═════ Records to process ═════
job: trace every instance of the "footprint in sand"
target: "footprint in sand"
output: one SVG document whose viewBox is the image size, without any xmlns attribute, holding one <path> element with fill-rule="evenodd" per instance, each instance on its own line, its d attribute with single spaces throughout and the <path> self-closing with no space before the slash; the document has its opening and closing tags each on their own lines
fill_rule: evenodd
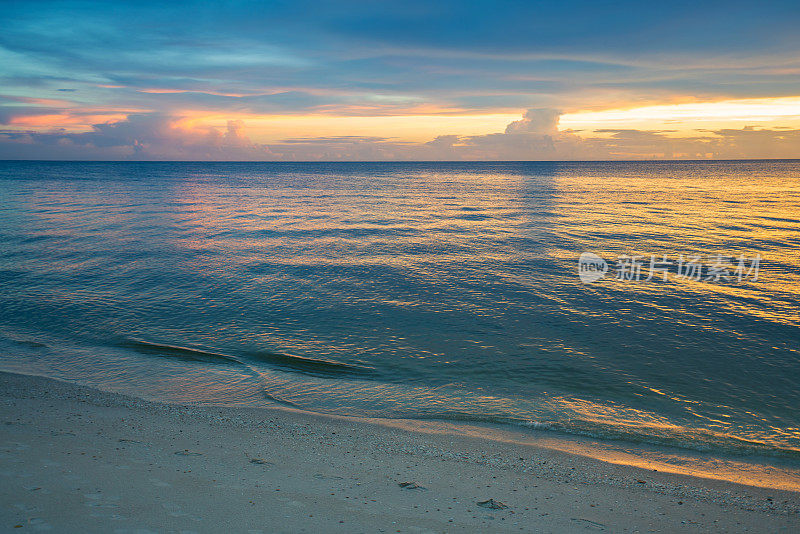
<svg viewBox="0 0 800 534">
<path fill-rule="evenodd" d="M 573 521 L 578 521 L 579 524 L 582 524 L 585 528 L 589 530 L 605 530 L 606 526 L 602 523 L 598 523 L 597 521 L 591 521 L 589 519 L 583 519 L 578 517 L 571 518 Z"/>
<path fill-rule="evenodd" d="M 505 510 L 508 508 L 507 504 L 494 499 L 489 499 L 488 501 L 478 501 L 476 504 L 482 508 L 489 508 L 491 510 Z"/>
<path fill-rule="evenodd" d="M 182 451 L 175 451 L 175 454 L 178 456 L 203 456 L 202 452 L 194 452 L 190 451 L 189 449 L 183 449 Z"/>
</svg>

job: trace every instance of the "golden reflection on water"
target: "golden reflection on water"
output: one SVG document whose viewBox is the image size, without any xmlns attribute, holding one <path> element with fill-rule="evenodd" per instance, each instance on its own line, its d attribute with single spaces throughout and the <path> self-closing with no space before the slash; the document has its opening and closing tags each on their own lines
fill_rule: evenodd
<svg viewBox="0 0 800 534">
<path fill-rule="evenodd" d="M 781 299 L 796 295 L 800 286 L 800 181 L 676 177 L 665 167 L 663 175 L 564 174 L 556 178 L 555 190 L 556 232 L 569 241 L 568 248 L 554 251 L 561 260 L 574 262 L 576 248 L 612 262 L 641 255 L 645 264 L 651 255 L 677 263 L 681 254 L 700 255 L 710 264 L 721 254 L 731 263 L 732 283 L 696 281 L 675 276 L 674 270 L 665 284 L 615 280 L 613 270 L 605 283 L 632 295 L 681 292 L 719 298 L 738 313 L 800 326 L 796 307 Z M 736 282 L 740 255 L 748 265 L 760 255 L 757 282 Z"/>
<path fill-rule="evenodd" d="M 253 261 L 311 266 L 400 268 L 465 259 L 453 249 L 486 262 L 515 254 L 478 247 L 481 240 L 511 235 L 527 220 L 516 195 L 521 178 L 468 173 L 459 175 L 458 187 L 447 178 L 410 176 L 400 190 L 386 194 L 259 184 L 238 189 L 223 202 L 213 186 L 187 183 L 175 197 L 175 223 L 187 230 L 179 243 L 197 251 L 235 245 L 237 254 Z M 465 191 L 465 180 L 474 189 Z"/>
<path fill-rule="evenodd" d="M 156 341 L 162 340 L 158 336 L 176 344 L 187 339 L 187 344 L 220 351 L 228 343 L 243 351 L 254 345 L 326 354 L 336 361 L 363 358 L 388 369 L 386 376 L 394 380 L 390 386 L 377 379 L 341 385 L 346 379 L 288 372 L 278 377 L 269 366 L 253 365 L 265 391 L 308 409 L 357 413 L 382 402 L 390 415 L 450 410 L 458 416 L 563 418 L 571 430 L 600 429 L 616 437 L 681 436 L 687 442 L 738 440 L 792 449 L 787 443 L 798 443 L 800 431 L 773 424 L 789 418 L 764 416 L 770 407 L 753 401 L 748 411 L 736 414 L 731 407 L 736 399 L 718 400 L 705 392 L 704 402 L 695 400 L 691 388 L 701 380 L 690 373 L 705 362 L 674 358 L 669 363 L 679 371 L 666 366 L 659 375 L 651 370 L 676 356 L 664 337 L 682 341 L 681 329 L 702 341 L 691 350 L 723 336 L 736 340 L 734 350 L 748 350 L 754 341 L 747 329 L 753 324 L 767 329 L 765 337 L 772 326 L 800 326 L 795 305 L 800 184 L 786 178 L 759 182 L 751 176 L 718 176 L 713 168 L 694 174 L 657 165 L 621 174 L 619 166 L 598 168 L 590 173 L 553 165 L 530 174 L 410 170 L 388 177 L 379 171 L 355 177 L 256 173 L 233 183 L 217 176 L 187 177 L 146 190 L 124 184 L 113 192 L 85 187 L 72 192 L 80 202 L 59 192 L 39 192 L 26 201 L 38 220 L 37 231 L 76 238 L 70 245 L 74 254 L 63 263 L 53 260 L 51 269 L 63 266 L 83 275 L 88 264 L 82 262 L 95 253 L 102 260 L 103 246 L 133 256 L 169 253 L 133 260 L 114 256 L 119 272 L 135 275 L 122 279 L 122 287 L 146 286 L 158 262 L 180 267 L 168 271 L 165 287 L 185 276 L 191 298 L 177 314 L 169 310 L 170 303 L 162 303 L 168 310 L 164 324 L 149 322 L 149 302 L 137 323 L 135 313 L 141 310 L 124 309 L 125 295 L 103 295 L 100 304 L 120 301 L 127 321 L 121 323 L 122 333 L 132 325 L 156 332 Z M 638 175 L 636 169 L 648 174 Z M 179 254 L 172 255 L 175 250 Z M 672 260 L 680 254 L 760 254 L 763 260 L 757 282 L 675 276 L 667 282 L 633 282 L 615 280 L 612 273 L 582 286 L 577 277 L 581 252 L 609 260 L 624 254 Z M 153 269 L 137 271 L 144 264 Z M 99 295 L 115 287 L 113 282 L 118 280 L 91 289 Z M 329 282 L 328 291 L 323 286 Z M 222 288 L 219 294 L 217 288 Z M 231 292 L 237 298 L 228 301 Z M 75 301 L 80 296 L 79 290 L 68 295 Z M 283 301 L 294 308 L 281 307 Z M 297 309 L 302 313 L 303 306 L 311 310 L 307 316 L 291 316 Z M 327 308 L 336 317 L 323 324 L 319 310 Z M 359 318 L 348 315 L 363 308 L 367 311 Z M 174 325 L 195 312 L 203 319 Z M 280 323 L 287 315 L 291 321 Z M 628 325 L 633 326 L 625 330 Z M 635 343 L 626 345 L 629 340 Z M 776 351 L 798 354 L 790 339 L 769 341 Z M 650 350 L 650 361 L 619 350 L 636 344 Z M 758 360 L 758 354 L 748 356 L 753 365 L 771 364 Z M 673 376 L 680 373 L 686 374 L 683 382 Z M 505 388 L 502 393 L 492 393 L 491 380 Z M 168 396 L 172 390 L 189 399 L 205 391 L 225 397 L 226 384 L 206 382 L 189 390 L 185 380 L 165 378 L 158 393 Z M 246 402 L 257 396 L 252 384 L 233 384 L 250 396 Z M 738 394 L 735 388 L 727 390 Z M 627 397 L 599 401 L 604 395 Z M 741 415 L 748 422 L 737 426 L 731 419 Z M 686 467 L 665 459 L 666 453 L 645 458 L 613 447 L 600 450 L 591 454 L 610 462 L 683 470 L 674 472 L 705 469 L 709 476 L 715 472 L 699 461 Z"/>
<path fill-rule="evenodd" d="M 653 313 L 674 315 L 674 305 L 680 303 L 664 300 L 674 293 L 682 299 L 724 302 L 727 313 L 800 325 L 796 309 L 781 299 L 796 293 L 800 283 L 797 270 L 787 268 L 796 252 L 791 243 L 800 222 L 800 194 L 792 193 L 800 193 L 800 185 L 759 184 L 747 179 L 732 184 L 728 178 L 713 175 L 676 177 L 669 169 L 664 173 L 555 173 L 533 180 L 508 173 L 423 173 L 410 174 L 399 184 L 393 182 L 388 192 L 371 191 L 374 184 L 369 182 L 364 189 L 354 188 L 352 183 L 337 185 L 335 179 L 332 185 L 311 184 L 299 189 L 296 184 L 258 182 L 215 190 L 213 184 L 186 182 L 173 191 L 175 224 L 182 232 L 177 243 L 196 252 L 224 252 L 222 256 L 194 258 L 201 270 L 219 269 L 235 256 L 242 263 L 274 266 L 377 265 L 431 279 L 443 277 L 447 265 L 476 259 L 491 268 L 547 256 L 560 262 L 564 272 L 574 272 L 581 251 L 607 259 L 624 254 L 666 255 L 673 261 L 680 254 L 699 254 L 704 259 L 716 254 L 748 258 L 759 254 L 763 259 L 758 282 L 715 284 L 674 273 L 664 283 L 633 282 L 615 280 L 612 273 L 601 284 L 622 311 L 628 301 Z M 381 181 L 380 177 L 371 179 Z M 531 197 L 531 192 L 536 195 Z M 506 237 L 535 236 L 542 231 L 549 239 L 533 253 L 498 245 Z M 547 284 L 563 284 L 564 272 L 544 273 L 539 281 L 521 283 L 548 291 Z M 603 315 L 556 293 L 548 297 L 575 316 Z M 401 308 L 428 304 L 396 298 L 382 302 Z M 710 335 L 719 328 L 690 312 L 679 313 L 676 321 L 707 329 Z M 572 357 L 595 357 L 592 351 L 558 339 L 550 345 Z M 692 403 L 674 392 L 662 392 L 646 383 L 642 386 L 676 403 Z M 480 397 L 475 402 L 480 404 Z M 501 399 L 491 397 L 489 404 L 492 402 Z M 565 397 L 551 403 L 586 422 L 618 429 L 687 436 L 692 432 L 648 410 Z M 685 410 L 706 421 L 704 432 L 710 439 L 741 438 L 726 432 L 724 418 Z M 781 429 L 779 434 L 781 439 L 800 438 L 800 433 L 790 429 Z"/>
</svg>

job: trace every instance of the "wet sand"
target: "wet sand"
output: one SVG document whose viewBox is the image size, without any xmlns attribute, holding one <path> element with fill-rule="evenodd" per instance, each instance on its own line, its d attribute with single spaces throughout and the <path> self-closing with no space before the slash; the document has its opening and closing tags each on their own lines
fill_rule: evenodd
<svg viewBox="0 0 800 534">
<path fill-rule="evenodd" d="M 793 491 L 285 409 L 0 384 L 2 532 L 800 530 Z"/>
</svg>

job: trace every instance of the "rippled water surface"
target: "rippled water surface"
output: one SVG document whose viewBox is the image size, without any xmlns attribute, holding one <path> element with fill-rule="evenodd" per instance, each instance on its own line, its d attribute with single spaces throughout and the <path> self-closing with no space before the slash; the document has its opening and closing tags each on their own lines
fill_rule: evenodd
<svg viewBox="0 0 800 534">
<path fill-rule="evenodd" d="M 0 162 L 0 246 L 5 370 L 800 452 L 797 161 Z M 680 254 L 759 278 L 615 278 Z"/>
</svg>

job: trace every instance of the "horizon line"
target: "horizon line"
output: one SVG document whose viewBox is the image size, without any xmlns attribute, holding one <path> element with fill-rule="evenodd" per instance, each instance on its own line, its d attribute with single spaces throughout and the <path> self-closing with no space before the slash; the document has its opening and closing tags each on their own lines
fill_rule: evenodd
<svg viewBox="0 0 800 534">
<path fill-rule="evenodd" d="M 35 163 L 715 163 L 736 161 L 800 161 L 797 158 L 725 159 L 543 159 L 543 160 L 227 160 L 227 159 L 2 159 Z"/>
</svg>

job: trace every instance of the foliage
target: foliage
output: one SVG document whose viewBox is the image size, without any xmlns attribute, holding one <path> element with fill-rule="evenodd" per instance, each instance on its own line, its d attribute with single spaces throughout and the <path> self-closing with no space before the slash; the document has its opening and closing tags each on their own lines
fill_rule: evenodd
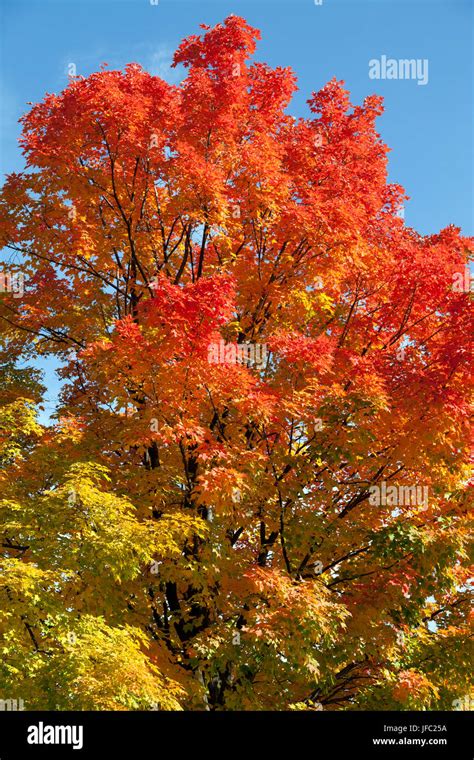
<svg viewBox="0 0 474 760">
<path fill-rule="evenodd" d="M 231 16 L 184 40 L 178 86 L 104 69 L 23 117 L 0 197 L 26 279 L 0 304 L 2 698 L 469 693 L 472 241 L 400 218 L 379 97 L 333 80 L 295 119 L 258 37 Z M 210 363 L 220 341 L 266 360 Z M 35 354 L 63 366 L 51 426 Z M 428 502 L 374 504 L 382 484 Z"/>
</svg>

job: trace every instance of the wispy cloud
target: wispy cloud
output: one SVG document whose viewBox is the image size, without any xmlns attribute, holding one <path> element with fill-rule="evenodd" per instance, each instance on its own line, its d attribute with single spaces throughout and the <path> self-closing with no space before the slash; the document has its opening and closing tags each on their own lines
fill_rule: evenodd
<svg viewBox="0 0 474 760">
<path fill-rule="evenodd" d="M 161 77 L 169 84 L 178 84 L 184 77 L 184 68 L 183 66 L 171 68 L 173 54 L 174 50 L 166 43 L 159 45 L 150 54 L 146 69 L 153 76 Z"/>
</svg>

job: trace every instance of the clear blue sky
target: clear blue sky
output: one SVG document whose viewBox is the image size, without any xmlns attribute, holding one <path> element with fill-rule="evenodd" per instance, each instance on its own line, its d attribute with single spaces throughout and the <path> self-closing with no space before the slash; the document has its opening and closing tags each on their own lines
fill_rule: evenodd
<svg viewBox="0 0 474 760">
<path fill-rule="evenodd" d="M 26 103 L 63 89 L 69 64 L 87 75 L 104 62 L 122 68 L 133 61 L 177 82 L 180 73 L 169 63 L 180 40 L 200 23 L 235 13 L 262 32 L 257 59 L 295 71 L 294 115 L 304 115 L 311 92 L 333 76 L 346 82 L 354 103 L 383 95 L 379 131 L 392 148 L 390 180 L 411 197 L 406 223 L 425 234 L 450 223 L 473 234 L 472 0 L 0 3 L 2 174 L 22 168 L 16 122 Z M 428 59 L 428 84 L 370 79 L 369 60 L 382 55 Z"/>
</svg>

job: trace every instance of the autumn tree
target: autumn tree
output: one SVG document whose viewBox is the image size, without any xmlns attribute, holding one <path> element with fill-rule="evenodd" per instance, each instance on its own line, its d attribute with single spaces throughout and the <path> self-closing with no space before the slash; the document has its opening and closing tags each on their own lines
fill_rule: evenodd
<svg viewBox="0 0 474 760">
<path fill-rule="evenodd" d="M 203 29 L 180 85 L 104 68 L 22 119 L 1 195 L 26 289 L 0 311 L 0 696 L 452 709 L 472 241 L 400 218 L 379 97 L 333 80 L 296 119 L 293 73 L 251 62 L 257 30 Z M 53 425 L 33 356 L 62 367 Z"/>
</svg>

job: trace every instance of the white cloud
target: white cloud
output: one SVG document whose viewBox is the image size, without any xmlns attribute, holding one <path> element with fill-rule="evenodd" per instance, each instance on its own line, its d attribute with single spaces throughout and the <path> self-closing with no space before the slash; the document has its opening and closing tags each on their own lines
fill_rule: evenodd
<svg viewBox="0 0 474 760">
<path fill-rule="evenodd" d="M 151 53 L 146 69 L 150 74 L 161 77 L 168 84 L 178 84 L 183 79 L 184 71 L 182 66 L 171 68 L 173 54 L 174 50 L 169 45 L 160 45 Z"/>
</svg>

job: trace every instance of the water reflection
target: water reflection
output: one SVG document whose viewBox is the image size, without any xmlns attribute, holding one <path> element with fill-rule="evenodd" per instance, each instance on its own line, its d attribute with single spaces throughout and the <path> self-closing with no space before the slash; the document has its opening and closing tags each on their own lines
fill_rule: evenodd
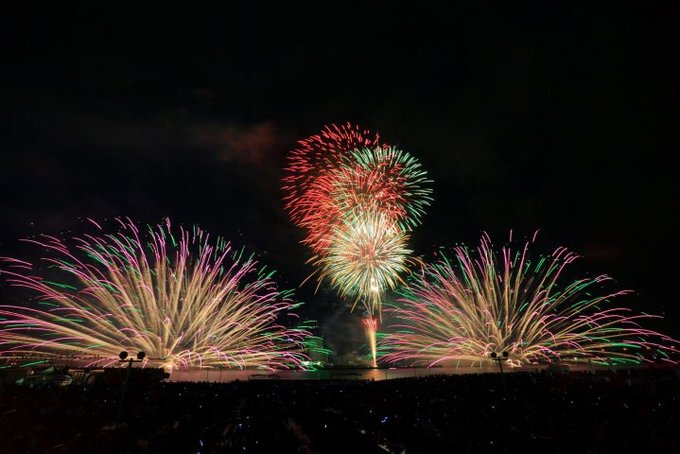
═════
• **Task objective**:
Tell how many lines in the records above carry the word "sand". Only the number should appear in the reply.

• **Output for this task**:
4